**To be done:** Can you render the data as a numbered list, starting at the line that contains "find car hood" and ending at the line that contains "Query: front wheel", both included? Leave out any blank lines.

Point labeling dataset excerpts:
—————

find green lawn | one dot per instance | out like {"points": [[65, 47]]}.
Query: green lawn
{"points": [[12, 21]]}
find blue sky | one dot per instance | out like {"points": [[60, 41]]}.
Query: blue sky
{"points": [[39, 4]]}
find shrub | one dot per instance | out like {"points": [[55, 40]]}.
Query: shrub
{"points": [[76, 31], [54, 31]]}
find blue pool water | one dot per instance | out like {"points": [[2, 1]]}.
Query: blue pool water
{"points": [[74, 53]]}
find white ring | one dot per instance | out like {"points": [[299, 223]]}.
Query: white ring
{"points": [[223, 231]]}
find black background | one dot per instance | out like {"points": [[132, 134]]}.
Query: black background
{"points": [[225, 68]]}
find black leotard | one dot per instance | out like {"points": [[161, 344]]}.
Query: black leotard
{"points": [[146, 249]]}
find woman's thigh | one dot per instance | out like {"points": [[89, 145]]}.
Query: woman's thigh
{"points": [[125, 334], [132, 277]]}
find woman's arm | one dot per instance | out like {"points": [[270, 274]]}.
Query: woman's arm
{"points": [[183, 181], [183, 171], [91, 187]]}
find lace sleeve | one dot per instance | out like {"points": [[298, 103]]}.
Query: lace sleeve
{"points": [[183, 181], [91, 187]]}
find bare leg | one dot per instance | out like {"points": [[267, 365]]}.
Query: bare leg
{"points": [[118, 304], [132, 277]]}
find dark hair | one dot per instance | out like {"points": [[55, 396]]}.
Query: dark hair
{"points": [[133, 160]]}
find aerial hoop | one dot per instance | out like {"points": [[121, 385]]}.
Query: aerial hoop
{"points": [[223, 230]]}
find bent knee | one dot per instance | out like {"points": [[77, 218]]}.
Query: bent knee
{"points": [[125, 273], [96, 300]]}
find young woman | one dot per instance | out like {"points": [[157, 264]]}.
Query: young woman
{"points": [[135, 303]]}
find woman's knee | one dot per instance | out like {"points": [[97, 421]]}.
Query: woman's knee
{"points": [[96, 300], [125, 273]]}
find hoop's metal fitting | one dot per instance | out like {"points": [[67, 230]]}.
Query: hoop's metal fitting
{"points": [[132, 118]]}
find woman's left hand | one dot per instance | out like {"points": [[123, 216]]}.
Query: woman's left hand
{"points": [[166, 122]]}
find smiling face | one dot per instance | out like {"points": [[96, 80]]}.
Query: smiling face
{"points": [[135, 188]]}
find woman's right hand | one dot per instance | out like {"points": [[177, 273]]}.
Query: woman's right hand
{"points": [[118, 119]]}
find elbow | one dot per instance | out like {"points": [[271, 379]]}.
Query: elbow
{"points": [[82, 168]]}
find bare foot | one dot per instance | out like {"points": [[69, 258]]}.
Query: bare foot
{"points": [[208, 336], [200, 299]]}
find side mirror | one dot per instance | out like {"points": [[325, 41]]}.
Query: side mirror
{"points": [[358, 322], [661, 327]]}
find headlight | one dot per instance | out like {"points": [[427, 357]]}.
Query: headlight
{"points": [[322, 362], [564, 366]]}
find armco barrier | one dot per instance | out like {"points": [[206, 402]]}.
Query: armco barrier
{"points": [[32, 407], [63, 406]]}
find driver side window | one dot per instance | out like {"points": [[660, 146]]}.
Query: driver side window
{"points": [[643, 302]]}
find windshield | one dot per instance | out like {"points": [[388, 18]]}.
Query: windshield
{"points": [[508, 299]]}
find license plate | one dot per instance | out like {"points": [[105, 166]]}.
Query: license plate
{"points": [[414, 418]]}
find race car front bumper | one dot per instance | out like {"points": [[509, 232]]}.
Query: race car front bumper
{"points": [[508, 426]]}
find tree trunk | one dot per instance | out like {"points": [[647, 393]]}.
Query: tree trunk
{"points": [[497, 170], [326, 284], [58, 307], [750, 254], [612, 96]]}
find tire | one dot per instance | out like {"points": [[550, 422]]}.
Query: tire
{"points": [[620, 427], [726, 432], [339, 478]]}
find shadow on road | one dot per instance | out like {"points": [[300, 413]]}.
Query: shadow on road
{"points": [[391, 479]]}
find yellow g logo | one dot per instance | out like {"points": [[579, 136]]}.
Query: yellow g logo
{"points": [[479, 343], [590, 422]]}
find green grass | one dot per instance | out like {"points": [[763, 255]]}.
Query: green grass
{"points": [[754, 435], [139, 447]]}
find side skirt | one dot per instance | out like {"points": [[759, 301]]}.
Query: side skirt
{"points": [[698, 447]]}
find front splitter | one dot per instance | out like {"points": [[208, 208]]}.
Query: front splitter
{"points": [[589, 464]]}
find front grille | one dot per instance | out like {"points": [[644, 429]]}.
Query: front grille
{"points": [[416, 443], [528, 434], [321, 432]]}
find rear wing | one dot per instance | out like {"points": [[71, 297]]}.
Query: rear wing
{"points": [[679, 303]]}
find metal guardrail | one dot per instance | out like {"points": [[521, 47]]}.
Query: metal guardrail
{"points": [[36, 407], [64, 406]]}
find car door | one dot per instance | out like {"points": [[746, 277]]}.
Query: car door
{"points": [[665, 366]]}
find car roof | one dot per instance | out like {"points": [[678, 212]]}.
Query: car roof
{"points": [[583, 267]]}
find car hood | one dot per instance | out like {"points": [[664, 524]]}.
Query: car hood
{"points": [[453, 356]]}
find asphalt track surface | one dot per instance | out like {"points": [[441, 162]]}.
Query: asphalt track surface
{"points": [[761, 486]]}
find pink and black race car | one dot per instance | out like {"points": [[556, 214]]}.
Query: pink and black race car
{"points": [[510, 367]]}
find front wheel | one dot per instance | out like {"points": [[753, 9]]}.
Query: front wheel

—————

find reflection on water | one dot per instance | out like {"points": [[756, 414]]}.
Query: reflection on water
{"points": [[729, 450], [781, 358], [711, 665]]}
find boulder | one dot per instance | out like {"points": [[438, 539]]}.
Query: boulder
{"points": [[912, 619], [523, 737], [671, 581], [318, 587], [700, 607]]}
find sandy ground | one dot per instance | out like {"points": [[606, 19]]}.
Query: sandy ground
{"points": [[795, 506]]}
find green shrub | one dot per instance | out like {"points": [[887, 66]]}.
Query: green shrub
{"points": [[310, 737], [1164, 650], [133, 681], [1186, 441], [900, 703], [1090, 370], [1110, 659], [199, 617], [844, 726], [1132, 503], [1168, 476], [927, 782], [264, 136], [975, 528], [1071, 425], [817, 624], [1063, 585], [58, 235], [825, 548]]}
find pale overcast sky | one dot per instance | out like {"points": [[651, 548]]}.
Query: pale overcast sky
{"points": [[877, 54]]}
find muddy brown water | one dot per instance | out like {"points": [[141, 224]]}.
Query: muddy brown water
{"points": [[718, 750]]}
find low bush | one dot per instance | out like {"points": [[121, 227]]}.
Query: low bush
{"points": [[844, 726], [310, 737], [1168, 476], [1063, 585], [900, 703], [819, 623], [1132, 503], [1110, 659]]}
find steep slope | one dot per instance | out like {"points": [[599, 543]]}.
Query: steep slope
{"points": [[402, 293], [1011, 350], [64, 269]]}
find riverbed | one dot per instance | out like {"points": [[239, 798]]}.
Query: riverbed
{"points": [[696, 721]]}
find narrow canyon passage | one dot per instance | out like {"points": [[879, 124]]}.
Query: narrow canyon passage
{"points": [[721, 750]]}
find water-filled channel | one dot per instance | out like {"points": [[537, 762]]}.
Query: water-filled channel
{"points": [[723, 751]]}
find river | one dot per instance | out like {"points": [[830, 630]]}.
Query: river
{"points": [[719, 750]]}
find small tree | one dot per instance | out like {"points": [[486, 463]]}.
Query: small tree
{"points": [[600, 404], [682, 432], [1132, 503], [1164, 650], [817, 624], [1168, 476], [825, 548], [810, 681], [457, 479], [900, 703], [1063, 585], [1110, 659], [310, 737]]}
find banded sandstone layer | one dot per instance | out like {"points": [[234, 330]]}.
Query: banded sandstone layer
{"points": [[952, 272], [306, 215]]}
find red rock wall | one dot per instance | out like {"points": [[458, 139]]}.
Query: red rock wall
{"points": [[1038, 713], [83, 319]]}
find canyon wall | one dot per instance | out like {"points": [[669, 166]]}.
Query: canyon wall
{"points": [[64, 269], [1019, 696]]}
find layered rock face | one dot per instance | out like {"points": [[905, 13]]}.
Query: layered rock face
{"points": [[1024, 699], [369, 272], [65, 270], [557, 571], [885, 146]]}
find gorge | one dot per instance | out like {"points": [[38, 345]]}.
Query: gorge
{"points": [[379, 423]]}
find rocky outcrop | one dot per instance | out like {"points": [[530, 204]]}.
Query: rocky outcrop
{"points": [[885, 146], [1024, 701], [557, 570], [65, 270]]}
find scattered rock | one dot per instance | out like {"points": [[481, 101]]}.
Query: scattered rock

—————

**Answer for this exercise:**
1. find car hood | one dot per instance | out like {"points": [[664, 524]]}.
2. Query: car hood
3. {"points": [[453, 356]]}
4. find asphalt track surface | one dot per instance | out like {"points": [[441, 162]]}.
5. Query: asphalt track surface
6. {"points": [[761, 486]]}
7. find pink and black race car | one dot per instance | out like {"points": [[556, 214]]}.
8. Query: pink and black race car
9. {"points": [[510, 367]]}
10. find front wheel | one dot per instance | out like {"points": [[753, 9]]}.
11. Query: front wheel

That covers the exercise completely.